## AIM
Find "Every instance gets one point. Tag the man with" in the data below; transcribe the line it appears on and each line after it, exactly, to the end, and nothing else.

[Pointing dataset records]

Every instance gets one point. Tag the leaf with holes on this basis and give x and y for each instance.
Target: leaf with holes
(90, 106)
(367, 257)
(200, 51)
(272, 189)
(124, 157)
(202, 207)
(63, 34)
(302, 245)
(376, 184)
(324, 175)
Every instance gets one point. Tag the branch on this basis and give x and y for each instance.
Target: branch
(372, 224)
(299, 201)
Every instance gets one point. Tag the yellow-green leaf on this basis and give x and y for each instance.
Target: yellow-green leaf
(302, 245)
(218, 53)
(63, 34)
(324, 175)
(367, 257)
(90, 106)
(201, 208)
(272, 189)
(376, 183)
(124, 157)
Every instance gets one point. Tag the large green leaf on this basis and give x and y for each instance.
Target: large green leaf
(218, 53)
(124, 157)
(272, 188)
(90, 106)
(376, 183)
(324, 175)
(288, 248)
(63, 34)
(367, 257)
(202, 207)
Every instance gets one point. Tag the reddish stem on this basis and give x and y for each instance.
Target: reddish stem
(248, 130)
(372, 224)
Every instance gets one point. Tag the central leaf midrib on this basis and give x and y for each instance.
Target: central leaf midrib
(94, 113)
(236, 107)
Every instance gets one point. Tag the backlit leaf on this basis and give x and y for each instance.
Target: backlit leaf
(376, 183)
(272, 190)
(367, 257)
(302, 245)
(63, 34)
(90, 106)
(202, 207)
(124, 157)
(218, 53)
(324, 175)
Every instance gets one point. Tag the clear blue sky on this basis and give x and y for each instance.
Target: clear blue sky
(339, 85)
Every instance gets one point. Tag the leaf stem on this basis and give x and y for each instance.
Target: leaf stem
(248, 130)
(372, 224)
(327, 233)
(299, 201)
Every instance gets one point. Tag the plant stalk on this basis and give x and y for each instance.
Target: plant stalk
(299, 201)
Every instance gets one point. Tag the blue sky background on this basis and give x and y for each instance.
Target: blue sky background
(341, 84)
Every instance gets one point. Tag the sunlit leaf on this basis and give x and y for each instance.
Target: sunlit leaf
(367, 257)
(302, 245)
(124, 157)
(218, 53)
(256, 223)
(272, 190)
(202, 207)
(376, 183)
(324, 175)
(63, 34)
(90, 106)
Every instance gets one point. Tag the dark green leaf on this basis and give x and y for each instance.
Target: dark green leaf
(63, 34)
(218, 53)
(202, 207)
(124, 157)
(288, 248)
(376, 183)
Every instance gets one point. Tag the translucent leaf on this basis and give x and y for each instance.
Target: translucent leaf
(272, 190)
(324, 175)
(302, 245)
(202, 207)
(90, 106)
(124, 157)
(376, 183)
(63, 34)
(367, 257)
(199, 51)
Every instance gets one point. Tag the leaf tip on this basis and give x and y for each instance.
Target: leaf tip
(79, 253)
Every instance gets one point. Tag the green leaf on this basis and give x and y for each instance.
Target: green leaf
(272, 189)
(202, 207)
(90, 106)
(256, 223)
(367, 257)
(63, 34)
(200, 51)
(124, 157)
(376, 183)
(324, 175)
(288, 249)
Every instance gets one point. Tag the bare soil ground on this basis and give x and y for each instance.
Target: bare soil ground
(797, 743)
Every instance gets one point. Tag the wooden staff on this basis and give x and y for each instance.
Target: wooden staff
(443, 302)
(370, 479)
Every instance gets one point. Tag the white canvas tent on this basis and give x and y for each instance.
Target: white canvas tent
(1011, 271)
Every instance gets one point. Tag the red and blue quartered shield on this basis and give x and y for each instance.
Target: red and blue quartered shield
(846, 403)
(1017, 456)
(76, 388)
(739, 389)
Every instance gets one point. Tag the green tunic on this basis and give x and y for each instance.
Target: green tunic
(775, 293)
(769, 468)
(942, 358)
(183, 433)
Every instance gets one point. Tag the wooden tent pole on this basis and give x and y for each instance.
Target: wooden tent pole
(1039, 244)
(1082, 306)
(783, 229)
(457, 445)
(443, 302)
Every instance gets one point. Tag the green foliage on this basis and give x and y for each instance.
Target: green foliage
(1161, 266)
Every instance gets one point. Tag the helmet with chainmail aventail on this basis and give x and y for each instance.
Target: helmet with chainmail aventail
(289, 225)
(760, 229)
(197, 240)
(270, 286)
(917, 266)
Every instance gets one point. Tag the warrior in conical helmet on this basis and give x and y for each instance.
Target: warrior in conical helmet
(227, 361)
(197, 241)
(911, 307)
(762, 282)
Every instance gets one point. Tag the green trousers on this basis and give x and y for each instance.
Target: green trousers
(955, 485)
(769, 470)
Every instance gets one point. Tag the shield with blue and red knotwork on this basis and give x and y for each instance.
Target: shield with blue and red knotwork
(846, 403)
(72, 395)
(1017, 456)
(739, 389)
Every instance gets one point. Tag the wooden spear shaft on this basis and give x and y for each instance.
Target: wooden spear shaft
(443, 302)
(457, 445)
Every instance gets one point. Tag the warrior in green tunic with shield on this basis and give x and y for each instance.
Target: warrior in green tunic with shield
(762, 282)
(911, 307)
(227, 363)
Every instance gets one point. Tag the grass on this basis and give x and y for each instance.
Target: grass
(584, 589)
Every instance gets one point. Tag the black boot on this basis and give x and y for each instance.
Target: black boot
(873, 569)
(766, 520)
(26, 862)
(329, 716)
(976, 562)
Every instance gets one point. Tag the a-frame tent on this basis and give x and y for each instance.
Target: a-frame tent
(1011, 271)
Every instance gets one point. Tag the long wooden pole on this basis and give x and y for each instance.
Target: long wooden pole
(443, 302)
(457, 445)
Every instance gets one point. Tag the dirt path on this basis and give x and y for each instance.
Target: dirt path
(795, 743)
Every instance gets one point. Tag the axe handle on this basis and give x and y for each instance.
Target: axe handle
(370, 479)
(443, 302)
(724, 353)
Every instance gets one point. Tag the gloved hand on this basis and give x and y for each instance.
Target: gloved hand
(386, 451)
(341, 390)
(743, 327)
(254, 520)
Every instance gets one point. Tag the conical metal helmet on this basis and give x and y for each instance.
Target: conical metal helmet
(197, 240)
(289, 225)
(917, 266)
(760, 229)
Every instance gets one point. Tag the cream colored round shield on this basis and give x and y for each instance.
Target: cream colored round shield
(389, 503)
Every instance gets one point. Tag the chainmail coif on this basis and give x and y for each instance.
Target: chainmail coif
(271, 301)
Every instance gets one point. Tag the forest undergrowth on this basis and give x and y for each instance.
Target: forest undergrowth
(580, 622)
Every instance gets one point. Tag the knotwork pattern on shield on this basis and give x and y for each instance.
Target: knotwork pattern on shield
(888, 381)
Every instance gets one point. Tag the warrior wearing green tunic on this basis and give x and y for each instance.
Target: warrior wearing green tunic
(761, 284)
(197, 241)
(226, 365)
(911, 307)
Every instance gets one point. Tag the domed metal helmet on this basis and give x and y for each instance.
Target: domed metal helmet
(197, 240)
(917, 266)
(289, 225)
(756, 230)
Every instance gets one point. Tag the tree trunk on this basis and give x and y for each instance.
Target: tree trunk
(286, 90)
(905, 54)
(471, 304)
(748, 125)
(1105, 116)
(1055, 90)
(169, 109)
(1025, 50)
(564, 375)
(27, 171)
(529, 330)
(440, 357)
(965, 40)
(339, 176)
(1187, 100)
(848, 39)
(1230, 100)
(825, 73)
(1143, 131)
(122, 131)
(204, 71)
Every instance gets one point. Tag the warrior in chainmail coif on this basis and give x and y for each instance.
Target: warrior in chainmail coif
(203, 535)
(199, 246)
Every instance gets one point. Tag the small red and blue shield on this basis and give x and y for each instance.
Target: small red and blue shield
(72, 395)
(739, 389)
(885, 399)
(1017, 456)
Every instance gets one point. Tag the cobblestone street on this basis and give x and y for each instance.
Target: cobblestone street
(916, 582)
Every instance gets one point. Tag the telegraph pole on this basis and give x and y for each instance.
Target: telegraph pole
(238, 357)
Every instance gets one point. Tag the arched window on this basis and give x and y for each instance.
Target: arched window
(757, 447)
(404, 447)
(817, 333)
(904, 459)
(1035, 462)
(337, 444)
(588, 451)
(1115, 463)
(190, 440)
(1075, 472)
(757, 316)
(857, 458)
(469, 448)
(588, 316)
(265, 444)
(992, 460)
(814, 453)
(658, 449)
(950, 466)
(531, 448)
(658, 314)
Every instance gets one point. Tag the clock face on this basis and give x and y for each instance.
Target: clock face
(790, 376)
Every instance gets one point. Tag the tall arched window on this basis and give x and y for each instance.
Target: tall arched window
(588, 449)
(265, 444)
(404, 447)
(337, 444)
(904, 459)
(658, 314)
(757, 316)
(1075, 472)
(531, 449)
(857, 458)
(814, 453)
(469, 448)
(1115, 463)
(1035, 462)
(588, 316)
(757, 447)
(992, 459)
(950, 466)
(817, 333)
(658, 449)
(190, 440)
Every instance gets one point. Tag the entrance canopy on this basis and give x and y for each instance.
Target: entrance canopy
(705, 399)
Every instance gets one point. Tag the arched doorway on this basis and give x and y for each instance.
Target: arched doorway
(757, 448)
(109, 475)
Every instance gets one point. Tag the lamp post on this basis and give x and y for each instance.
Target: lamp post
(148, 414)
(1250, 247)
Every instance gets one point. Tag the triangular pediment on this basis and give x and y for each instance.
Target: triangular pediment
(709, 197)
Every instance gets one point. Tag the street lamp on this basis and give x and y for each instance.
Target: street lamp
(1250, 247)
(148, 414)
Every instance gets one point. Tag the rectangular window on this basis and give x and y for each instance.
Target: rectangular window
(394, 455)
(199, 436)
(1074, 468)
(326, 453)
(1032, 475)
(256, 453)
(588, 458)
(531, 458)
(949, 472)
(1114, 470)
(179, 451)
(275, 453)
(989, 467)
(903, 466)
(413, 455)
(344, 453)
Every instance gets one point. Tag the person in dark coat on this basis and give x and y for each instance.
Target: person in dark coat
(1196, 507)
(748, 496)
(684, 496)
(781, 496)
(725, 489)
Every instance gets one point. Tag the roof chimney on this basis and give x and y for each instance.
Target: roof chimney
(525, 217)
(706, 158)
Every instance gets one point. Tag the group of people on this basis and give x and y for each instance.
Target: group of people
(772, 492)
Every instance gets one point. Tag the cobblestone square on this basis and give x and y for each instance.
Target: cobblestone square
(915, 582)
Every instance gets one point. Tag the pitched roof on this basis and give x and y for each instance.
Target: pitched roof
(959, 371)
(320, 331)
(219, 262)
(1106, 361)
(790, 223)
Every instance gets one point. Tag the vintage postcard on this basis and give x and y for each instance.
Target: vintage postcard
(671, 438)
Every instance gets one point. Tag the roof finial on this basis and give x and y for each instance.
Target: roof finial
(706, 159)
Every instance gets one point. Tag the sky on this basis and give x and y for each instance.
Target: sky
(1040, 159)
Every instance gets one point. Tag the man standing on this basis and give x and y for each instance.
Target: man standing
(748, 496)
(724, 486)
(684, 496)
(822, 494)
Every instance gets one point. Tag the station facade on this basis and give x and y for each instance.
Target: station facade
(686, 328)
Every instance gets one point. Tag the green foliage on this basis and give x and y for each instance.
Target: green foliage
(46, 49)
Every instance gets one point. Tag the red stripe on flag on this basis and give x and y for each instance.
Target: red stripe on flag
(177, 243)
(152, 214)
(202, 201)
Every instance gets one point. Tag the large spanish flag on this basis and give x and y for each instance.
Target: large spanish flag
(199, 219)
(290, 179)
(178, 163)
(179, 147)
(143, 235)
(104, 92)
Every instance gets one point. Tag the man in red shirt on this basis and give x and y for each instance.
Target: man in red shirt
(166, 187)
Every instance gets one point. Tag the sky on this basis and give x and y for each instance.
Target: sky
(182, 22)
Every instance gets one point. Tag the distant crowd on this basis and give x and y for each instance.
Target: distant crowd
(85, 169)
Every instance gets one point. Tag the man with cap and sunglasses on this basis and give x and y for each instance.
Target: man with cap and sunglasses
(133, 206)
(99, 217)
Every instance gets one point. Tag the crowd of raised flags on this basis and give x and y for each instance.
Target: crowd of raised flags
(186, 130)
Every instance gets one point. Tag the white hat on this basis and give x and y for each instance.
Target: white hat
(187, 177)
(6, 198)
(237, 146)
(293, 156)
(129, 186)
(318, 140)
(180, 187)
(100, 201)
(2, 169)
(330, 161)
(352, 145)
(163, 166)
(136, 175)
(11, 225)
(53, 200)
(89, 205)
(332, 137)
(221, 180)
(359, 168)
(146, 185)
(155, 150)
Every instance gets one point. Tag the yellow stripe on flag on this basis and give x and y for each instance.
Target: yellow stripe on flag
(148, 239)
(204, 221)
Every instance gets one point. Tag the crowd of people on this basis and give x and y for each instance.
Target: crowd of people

## THE ANSWER
Every instance gets one point. Tag the man with cap and sunglasses on this basis and give x and y for each instance.
Target: man with cap and sunglasses
(133, 206)
(99, 217)
Every instance gets one point. Tag the crowd of raised flags on this basis and give x and y for each instance.
Target: crowd of raised flags
(186, 130)
Every instance gets one point. Tag the white hat on this basis and give x and y for each instance.
Target: white hat
(187, 177)
(6, 198)
(237, 146)
(293, 156)
(129, 186)
(318, 140)
(180, 187)
(100, 201)
(2, 169)
(330, 161)
(352, 145)
(163, 166)
(136, 175)
(11, 225)
(53, 200)
(89, 205)
(332, 137)
(221, 180)
(359, 168)
(146, 185)
(155, 150)
Every instance gets one point. Tag the yellow stripe on flag on this basis and give x and y for each instance.
Target: yellow stripe on flag
(148, 239)
(204, 221)
Every instance gets one point. Tag the crowd of people on this basis and give x and y for each instance.
Target: crowd of people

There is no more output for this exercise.